Supplied data =
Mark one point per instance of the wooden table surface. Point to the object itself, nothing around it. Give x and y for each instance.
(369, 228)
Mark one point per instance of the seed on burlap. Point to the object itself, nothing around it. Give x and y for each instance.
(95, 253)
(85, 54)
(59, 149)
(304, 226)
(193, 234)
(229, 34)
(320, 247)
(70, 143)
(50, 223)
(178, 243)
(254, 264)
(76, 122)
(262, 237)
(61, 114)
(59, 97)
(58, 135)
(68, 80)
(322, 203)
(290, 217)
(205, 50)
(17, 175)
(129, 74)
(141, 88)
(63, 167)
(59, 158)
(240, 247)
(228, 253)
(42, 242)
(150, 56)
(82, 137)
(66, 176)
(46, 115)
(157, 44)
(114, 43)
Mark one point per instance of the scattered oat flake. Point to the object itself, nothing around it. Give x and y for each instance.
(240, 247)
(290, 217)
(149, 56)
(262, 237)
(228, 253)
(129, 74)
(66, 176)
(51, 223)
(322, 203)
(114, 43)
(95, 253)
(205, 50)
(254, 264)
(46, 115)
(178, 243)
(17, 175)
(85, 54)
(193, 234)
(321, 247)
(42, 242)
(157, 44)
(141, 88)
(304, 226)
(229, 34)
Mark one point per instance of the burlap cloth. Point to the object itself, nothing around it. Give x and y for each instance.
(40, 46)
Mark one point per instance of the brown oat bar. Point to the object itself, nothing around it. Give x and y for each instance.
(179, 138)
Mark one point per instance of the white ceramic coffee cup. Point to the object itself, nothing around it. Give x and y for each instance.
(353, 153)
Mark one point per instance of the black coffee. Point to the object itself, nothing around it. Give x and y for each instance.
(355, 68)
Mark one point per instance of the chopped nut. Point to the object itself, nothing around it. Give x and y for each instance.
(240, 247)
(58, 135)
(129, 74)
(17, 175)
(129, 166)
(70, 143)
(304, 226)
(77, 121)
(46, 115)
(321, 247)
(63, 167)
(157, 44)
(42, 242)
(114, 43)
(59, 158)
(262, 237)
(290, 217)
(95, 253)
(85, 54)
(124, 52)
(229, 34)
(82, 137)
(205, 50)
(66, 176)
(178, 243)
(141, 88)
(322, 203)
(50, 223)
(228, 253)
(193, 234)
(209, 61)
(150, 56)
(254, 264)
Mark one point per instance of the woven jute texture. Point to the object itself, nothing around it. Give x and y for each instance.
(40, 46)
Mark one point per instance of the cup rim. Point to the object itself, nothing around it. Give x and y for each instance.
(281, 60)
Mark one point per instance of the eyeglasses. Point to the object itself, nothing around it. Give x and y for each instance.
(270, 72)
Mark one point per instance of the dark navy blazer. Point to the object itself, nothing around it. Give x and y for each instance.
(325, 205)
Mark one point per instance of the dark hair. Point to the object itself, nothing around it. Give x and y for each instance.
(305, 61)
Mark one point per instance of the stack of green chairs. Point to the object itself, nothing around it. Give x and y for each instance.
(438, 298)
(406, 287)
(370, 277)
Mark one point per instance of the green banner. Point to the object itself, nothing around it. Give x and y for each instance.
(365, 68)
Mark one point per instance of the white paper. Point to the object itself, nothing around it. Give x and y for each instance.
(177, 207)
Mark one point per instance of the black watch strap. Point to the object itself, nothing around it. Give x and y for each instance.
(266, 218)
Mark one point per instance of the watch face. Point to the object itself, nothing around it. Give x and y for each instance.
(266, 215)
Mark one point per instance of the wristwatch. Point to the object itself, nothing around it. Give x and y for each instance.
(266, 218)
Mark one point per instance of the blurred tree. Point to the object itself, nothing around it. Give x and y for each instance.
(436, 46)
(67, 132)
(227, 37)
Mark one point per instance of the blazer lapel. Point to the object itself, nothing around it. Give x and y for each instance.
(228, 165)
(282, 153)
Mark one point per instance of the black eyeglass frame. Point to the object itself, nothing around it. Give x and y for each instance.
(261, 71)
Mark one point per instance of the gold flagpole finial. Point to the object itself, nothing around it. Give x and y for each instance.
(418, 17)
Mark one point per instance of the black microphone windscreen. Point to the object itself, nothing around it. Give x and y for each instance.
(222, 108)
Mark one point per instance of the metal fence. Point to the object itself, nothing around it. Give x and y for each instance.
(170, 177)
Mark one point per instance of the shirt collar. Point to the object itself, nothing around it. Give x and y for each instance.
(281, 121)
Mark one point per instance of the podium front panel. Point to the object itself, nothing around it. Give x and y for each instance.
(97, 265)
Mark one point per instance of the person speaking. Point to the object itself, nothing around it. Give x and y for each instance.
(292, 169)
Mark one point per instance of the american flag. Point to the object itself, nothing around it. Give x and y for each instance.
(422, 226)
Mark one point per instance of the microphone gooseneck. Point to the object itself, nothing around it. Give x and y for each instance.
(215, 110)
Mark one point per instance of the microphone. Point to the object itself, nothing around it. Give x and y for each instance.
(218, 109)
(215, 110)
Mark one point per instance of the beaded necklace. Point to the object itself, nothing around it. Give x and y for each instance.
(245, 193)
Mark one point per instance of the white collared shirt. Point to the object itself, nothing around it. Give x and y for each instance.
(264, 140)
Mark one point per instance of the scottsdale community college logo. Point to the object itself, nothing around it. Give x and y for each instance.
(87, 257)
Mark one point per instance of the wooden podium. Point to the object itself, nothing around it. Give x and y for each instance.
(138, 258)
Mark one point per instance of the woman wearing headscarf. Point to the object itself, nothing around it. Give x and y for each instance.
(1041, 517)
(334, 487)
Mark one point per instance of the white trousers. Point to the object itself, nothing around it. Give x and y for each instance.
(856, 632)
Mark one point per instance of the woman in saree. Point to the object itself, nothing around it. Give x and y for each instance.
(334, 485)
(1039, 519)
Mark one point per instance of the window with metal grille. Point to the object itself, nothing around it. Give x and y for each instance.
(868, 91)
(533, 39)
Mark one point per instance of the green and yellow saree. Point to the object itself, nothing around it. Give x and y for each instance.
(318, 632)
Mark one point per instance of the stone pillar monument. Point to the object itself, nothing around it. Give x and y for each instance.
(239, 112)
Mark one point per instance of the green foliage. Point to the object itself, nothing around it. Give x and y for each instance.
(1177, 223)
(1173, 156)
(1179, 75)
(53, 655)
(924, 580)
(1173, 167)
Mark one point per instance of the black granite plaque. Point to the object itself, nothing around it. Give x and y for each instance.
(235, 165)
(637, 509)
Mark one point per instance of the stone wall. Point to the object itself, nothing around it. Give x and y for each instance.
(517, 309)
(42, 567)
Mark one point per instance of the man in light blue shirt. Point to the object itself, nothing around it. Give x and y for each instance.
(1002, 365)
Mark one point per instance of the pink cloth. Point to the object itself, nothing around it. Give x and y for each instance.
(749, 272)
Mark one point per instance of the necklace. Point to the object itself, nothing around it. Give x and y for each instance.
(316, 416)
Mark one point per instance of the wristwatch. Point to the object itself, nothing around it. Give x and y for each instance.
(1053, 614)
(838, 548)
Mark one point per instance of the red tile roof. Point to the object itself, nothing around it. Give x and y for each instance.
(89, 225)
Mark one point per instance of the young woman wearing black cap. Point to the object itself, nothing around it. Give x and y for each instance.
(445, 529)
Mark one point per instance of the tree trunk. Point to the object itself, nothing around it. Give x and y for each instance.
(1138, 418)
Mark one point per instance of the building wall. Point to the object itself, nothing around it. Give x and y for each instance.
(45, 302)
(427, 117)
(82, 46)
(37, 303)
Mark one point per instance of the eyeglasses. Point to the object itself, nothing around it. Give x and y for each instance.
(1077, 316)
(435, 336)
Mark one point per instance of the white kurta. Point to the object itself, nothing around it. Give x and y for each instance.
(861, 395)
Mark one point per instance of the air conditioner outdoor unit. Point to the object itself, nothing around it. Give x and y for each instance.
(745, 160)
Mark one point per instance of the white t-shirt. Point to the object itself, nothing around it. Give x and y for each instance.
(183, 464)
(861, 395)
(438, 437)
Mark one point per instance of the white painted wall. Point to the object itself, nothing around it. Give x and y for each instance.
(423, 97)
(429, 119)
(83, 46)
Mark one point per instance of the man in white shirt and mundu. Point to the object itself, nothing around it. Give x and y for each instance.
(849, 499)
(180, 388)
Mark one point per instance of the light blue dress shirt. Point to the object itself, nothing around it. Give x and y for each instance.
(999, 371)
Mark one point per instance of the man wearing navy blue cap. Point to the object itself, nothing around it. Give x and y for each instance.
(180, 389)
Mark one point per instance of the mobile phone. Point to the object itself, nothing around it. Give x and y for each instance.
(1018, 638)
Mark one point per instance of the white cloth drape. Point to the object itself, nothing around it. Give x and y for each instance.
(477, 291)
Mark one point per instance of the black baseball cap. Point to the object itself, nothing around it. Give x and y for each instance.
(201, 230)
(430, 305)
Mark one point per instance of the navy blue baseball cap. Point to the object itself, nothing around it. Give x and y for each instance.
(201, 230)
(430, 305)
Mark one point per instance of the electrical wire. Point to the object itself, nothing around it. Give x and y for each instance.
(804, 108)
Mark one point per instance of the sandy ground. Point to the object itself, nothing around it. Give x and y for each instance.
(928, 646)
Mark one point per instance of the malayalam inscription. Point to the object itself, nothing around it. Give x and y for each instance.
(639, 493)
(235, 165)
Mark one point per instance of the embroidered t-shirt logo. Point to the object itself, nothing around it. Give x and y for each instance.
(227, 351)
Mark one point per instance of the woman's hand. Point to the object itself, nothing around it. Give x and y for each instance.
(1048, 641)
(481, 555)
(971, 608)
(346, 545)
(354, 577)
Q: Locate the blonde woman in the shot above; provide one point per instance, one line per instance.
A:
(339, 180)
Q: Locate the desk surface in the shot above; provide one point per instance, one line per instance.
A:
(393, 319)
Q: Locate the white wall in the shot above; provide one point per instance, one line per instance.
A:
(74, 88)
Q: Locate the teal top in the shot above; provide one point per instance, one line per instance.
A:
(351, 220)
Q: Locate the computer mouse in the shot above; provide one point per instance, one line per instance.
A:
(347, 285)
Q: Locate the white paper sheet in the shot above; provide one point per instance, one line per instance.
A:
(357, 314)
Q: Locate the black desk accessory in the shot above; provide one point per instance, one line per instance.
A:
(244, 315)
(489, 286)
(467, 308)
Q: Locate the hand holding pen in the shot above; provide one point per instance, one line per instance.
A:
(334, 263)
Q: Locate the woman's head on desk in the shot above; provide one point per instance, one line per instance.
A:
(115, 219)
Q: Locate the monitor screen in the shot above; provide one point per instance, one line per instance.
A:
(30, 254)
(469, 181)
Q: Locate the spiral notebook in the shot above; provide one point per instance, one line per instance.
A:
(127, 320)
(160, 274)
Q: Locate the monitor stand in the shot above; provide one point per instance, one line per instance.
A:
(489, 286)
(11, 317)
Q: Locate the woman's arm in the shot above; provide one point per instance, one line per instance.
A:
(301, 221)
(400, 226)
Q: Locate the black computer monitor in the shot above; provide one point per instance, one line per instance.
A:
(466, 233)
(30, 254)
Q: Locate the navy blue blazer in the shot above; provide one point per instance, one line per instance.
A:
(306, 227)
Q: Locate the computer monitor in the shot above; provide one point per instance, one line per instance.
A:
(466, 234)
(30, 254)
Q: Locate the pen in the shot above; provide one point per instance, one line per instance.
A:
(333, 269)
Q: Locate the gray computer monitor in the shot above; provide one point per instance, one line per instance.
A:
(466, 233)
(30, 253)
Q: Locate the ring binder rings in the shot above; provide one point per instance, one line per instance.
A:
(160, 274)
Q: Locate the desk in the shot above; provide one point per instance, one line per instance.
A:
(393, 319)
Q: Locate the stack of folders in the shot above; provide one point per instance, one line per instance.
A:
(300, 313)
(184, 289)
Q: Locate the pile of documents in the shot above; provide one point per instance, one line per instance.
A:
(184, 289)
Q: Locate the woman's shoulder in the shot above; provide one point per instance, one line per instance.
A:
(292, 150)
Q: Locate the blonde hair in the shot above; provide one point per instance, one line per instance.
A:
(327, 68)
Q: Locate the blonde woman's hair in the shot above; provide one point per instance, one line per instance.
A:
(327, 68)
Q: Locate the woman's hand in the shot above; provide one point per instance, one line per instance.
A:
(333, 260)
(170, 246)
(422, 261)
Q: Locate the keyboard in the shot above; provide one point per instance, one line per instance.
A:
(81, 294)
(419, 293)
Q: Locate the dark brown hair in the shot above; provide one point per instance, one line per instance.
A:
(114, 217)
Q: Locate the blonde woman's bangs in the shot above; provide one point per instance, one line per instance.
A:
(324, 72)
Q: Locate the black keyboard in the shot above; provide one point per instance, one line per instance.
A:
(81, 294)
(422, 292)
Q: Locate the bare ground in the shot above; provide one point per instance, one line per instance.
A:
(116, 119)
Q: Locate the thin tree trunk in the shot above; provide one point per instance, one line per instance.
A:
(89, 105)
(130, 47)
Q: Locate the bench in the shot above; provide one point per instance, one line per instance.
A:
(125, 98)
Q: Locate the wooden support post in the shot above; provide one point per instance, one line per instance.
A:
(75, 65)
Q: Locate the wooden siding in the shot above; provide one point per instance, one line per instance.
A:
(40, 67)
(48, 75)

Exercise requirements = Transcribe without alteration the records, starting at the line that contains "Q: Locate the blonde woman's hair" and ending at the last line of the records.

Worked solution =
Q: Locate the blonde woman's hair in the shot above; provide one point per instance, one line per instance.
A:
(327, 68)
Q: Locate the woman's hand in the shot above; provide one point per instance, one line per instance.
A:
(333, 260)
(170, 246)
(422, 261)
Q: Locate the keyboard in the shot above; provide one point per instance, one line per instance.
A:
(81, 294)
(419, 293)
Q: Locate the dark brown hair in the shot above; provide one point per instance, one line per instance.
A:
(114, 217)
Q: Locate the blonde woman's bangs in the shot above; provide one point per instance, one line per instance.
A:
(324, 72)
Q: Locate the black keyboard in the shot above; provide one point per instance, one line per instance.
A:
(81, 294)
(422, 292)
Q: Locate the bare ground in the shot above; provide one point per instance, one line per instance.
A:
(116, 119)
Q: Locate the thin tree trunk in the shot above; provide one point per instance, one line per instance.
A:
(89, 105)
(130, 47)
Q: Locate the bench in the shot above; provide one point per instance, one line per instance.
A:
(125, 98)
Q: Locate the wooden support post in the shot above; provide one point per instance, one line per instance.
A:
(75, 65)
Q: Locate the wooden siding in the shot above; provide one point per instance, one line per instance.
A:
(40, 67)
(48, 75)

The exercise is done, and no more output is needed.